* What is needed:
Show every line of the data where the word "labelled" can be found.

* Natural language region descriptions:
==========

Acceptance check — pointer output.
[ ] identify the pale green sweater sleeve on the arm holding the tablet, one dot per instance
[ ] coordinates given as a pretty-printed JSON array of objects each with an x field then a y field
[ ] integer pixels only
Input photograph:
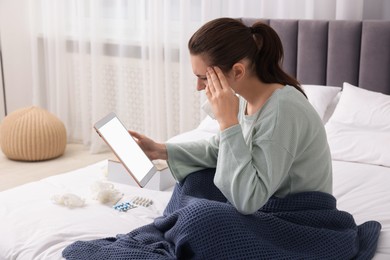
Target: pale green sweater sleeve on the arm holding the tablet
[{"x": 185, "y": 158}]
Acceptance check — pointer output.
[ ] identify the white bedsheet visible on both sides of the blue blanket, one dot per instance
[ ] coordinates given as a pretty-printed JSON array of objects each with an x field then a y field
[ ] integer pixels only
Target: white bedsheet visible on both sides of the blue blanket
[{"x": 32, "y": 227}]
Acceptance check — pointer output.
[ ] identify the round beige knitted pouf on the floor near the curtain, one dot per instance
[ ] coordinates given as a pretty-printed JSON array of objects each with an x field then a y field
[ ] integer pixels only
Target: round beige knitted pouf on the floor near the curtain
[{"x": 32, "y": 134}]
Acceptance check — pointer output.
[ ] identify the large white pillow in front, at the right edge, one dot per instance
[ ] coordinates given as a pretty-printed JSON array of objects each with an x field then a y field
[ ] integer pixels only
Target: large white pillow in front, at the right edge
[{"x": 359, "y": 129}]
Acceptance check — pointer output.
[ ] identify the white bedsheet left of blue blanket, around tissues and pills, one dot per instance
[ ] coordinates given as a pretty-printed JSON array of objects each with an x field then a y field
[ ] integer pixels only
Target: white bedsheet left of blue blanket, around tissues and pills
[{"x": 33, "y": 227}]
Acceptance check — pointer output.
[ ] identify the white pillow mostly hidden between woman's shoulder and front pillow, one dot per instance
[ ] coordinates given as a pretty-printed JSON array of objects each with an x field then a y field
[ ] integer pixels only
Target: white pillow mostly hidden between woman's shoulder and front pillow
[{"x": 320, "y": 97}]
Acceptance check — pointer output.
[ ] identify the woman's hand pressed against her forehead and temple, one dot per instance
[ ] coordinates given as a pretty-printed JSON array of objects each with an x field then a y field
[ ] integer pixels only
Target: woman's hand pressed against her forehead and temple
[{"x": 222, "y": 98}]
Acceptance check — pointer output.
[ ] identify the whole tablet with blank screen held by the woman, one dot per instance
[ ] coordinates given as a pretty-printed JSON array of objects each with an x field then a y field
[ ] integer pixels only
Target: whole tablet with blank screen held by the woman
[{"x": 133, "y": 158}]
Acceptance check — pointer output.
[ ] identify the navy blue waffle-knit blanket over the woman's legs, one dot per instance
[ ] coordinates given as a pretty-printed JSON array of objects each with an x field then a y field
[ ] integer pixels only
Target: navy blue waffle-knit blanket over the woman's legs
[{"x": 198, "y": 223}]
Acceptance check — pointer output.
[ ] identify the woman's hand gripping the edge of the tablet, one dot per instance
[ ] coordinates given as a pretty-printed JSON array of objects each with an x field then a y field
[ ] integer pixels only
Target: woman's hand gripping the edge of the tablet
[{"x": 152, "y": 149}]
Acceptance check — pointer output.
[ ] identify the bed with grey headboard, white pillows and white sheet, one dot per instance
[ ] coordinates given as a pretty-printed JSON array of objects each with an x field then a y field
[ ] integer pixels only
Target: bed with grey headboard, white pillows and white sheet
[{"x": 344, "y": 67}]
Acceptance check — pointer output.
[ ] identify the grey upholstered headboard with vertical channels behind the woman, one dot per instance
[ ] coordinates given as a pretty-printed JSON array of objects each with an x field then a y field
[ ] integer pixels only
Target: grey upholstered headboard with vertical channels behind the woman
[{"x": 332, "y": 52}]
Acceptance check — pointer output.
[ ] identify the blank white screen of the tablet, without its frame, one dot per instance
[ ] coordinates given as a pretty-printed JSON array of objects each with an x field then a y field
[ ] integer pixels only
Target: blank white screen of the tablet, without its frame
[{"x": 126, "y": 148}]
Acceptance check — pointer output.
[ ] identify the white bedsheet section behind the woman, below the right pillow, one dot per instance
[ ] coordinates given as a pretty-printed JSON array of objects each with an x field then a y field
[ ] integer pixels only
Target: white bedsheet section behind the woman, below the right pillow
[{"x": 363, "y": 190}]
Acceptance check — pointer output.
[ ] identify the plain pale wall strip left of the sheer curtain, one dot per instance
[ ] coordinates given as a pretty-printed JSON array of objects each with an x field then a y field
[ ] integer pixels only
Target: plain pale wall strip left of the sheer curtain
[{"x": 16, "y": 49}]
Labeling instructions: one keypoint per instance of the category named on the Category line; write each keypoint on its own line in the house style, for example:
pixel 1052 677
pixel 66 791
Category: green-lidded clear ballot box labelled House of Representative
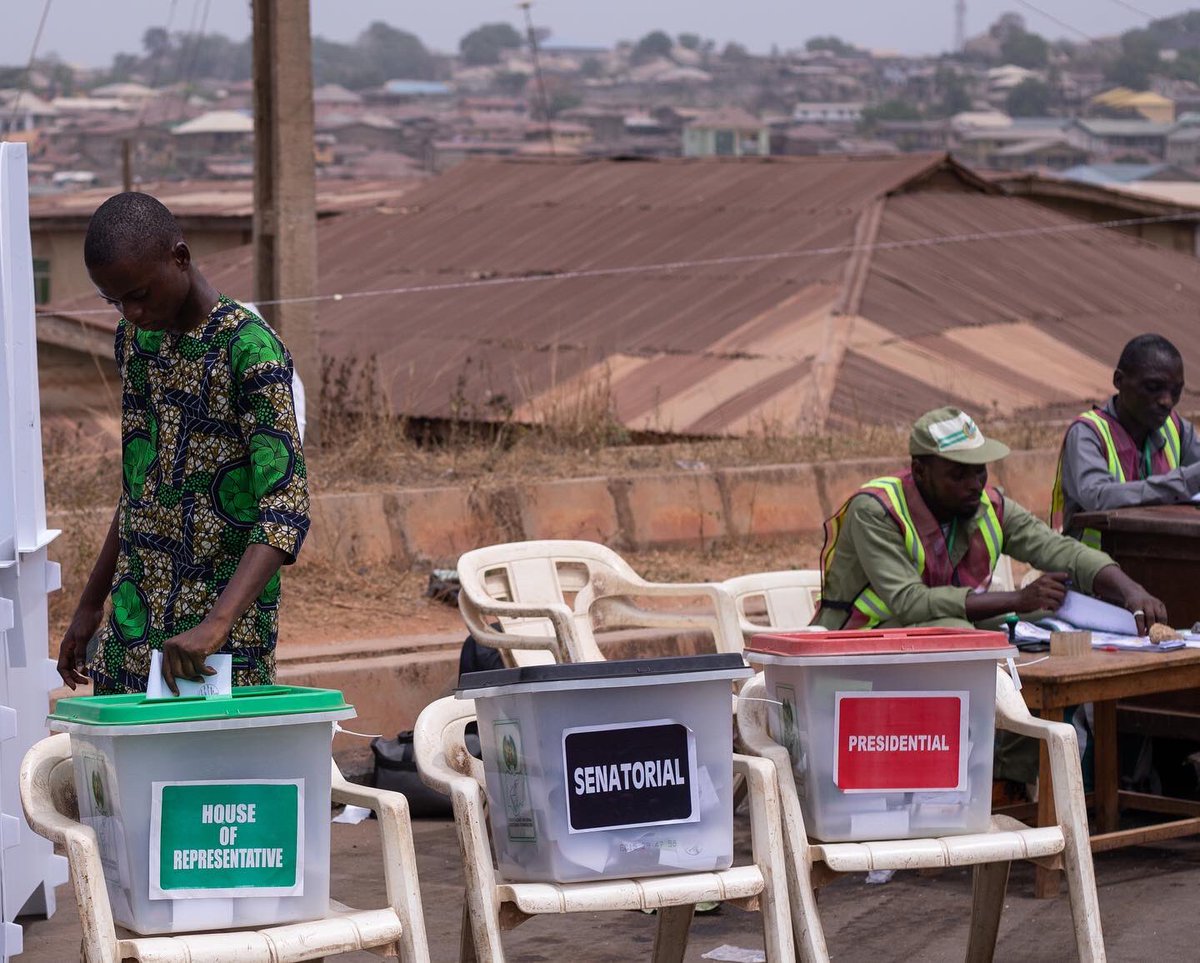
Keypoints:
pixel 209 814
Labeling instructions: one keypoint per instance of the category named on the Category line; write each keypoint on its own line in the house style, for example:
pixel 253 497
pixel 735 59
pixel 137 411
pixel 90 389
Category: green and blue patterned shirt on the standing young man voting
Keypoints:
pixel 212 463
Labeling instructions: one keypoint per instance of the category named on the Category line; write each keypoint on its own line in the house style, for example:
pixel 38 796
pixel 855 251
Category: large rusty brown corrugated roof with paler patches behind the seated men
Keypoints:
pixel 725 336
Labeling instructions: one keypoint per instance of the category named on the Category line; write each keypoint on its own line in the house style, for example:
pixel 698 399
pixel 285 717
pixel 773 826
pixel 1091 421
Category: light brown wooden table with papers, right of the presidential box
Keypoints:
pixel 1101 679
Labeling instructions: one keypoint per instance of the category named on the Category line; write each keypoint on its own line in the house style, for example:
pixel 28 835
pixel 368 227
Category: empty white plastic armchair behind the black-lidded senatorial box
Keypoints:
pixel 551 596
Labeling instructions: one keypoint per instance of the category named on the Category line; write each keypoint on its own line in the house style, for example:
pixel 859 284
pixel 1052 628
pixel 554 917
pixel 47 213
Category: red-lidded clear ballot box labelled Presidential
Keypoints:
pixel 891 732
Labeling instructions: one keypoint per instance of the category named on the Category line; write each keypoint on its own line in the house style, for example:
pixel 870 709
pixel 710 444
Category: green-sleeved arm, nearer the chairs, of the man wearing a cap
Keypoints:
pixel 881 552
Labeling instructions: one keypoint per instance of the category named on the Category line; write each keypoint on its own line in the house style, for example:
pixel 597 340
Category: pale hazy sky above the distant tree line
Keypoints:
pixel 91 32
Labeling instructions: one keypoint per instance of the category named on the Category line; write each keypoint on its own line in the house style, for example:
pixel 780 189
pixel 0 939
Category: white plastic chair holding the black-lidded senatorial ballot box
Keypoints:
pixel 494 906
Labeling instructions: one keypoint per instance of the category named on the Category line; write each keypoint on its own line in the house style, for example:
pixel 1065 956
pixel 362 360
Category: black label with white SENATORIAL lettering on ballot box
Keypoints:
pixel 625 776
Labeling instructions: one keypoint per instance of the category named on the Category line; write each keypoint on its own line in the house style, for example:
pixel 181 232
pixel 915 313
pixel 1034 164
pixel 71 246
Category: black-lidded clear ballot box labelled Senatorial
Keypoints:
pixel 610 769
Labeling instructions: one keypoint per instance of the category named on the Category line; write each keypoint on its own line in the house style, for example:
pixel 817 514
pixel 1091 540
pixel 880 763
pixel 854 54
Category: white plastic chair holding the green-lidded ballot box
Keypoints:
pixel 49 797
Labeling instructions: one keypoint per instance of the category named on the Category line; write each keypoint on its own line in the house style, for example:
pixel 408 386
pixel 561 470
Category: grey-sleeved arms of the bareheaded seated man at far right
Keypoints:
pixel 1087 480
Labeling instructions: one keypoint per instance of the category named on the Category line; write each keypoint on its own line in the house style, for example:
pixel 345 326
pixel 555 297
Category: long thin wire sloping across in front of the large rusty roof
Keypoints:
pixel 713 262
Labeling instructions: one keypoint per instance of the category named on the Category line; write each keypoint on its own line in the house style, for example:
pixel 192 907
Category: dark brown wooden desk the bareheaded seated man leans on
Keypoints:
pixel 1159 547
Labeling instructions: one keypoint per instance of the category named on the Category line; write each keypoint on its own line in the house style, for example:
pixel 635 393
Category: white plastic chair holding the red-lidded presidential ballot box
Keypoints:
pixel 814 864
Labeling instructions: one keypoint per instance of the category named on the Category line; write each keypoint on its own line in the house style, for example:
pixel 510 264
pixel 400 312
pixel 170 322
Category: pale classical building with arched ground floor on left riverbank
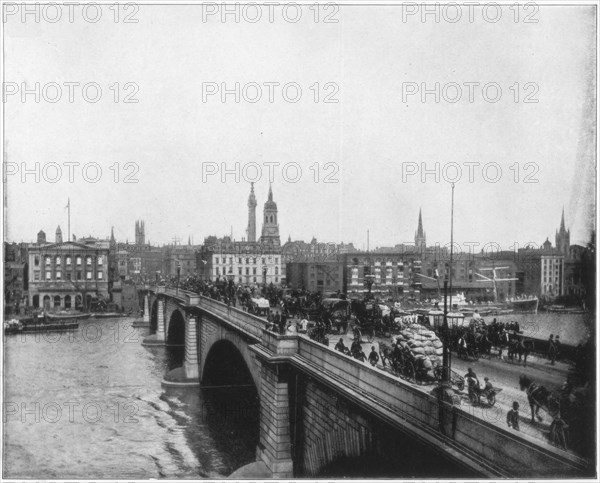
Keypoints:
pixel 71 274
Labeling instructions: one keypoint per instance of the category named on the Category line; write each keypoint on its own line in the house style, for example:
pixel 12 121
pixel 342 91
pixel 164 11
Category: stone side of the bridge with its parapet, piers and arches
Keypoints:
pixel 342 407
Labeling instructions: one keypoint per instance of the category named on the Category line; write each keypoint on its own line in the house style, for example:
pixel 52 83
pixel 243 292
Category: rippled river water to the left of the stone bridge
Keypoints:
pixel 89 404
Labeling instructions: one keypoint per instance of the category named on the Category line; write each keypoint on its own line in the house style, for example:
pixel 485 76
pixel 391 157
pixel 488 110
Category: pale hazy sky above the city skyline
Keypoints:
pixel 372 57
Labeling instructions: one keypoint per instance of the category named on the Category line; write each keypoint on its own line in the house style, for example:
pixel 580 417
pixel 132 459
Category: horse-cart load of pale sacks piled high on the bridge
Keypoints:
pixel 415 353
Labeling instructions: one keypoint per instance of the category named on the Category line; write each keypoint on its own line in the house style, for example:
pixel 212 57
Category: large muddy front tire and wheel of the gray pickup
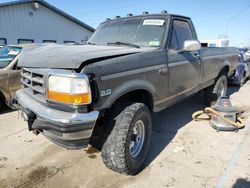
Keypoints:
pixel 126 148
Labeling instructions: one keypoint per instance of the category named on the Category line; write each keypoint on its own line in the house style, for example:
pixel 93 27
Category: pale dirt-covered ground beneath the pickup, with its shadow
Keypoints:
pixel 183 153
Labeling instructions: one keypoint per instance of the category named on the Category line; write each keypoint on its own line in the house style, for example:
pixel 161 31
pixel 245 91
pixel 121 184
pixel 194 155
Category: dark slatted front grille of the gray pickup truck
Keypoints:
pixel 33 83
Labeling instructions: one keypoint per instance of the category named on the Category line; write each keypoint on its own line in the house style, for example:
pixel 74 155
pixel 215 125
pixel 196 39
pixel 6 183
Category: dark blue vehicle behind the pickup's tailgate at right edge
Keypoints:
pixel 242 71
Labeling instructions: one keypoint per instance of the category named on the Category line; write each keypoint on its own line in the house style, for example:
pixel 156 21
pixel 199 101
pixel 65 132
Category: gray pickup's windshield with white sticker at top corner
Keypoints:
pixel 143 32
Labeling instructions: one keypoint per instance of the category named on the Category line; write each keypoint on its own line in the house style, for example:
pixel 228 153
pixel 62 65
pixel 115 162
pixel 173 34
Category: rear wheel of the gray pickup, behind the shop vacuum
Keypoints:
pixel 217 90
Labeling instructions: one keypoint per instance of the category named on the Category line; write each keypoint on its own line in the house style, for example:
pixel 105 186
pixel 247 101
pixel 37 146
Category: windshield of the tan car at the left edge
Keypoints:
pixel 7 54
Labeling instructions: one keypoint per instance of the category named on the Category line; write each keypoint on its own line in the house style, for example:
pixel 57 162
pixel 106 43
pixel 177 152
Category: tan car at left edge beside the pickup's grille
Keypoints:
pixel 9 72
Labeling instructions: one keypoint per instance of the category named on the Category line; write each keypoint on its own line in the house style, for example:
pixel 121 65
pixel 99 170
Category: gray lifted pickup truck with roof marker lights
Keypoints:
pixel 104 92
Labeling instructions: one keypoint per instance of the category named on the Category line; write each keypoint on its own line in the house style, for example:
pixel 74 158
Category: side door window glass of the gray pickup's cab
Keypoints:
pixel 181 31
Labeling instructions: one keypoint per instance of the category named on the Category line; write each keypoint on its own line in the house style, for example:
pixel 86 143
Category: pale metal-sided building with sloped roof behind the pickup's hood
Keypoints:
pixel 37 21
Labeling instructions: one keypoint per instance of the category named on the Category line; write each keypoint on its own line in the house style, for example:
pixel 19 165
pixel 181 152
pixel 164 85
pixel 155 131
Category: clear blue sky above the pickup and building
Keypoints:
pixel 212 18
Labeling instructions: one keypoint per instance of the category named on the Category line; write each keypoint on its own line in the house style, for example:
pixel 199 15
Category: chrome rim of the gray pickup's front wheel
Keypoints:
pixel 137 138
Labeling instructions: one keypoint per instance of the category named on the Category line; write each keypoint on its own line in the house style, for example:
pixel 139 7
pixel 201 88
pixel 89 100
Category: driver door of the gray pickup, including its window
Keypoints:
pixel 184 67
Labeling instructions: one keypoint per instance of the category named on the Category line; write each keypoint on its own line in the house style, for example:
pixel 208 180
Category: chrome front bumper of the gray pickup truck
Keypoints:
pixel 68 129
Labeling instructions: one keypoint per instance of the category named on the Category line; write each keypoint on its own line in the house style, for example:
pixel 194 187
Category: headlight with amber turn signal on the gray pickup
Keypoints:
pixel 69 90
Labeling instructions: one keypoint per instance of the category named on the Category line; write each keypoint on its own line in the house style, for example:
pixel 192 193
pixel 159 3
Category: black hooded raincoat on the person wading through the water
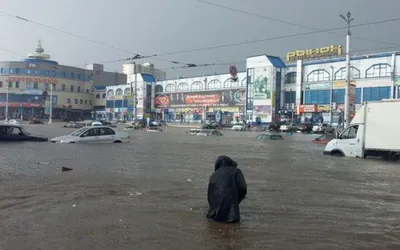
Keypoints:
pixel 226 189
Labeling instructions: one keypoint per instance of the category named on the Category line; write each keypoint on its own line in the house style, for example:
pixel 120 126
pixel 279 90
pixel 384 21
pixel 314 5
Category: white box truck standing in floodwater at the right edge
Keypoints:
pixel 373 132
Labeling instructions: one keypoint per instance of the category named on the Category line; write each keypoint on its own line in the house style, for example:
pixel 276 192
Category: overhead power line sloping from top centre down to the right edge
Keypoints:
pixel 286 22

==========

* The completed task:
Category: green-lidded clear ballot box labelled House of Representative
Category: red-lidded clear ballot box labelled Presidential
Category: black-lidded clear ballot box labelled Senatorial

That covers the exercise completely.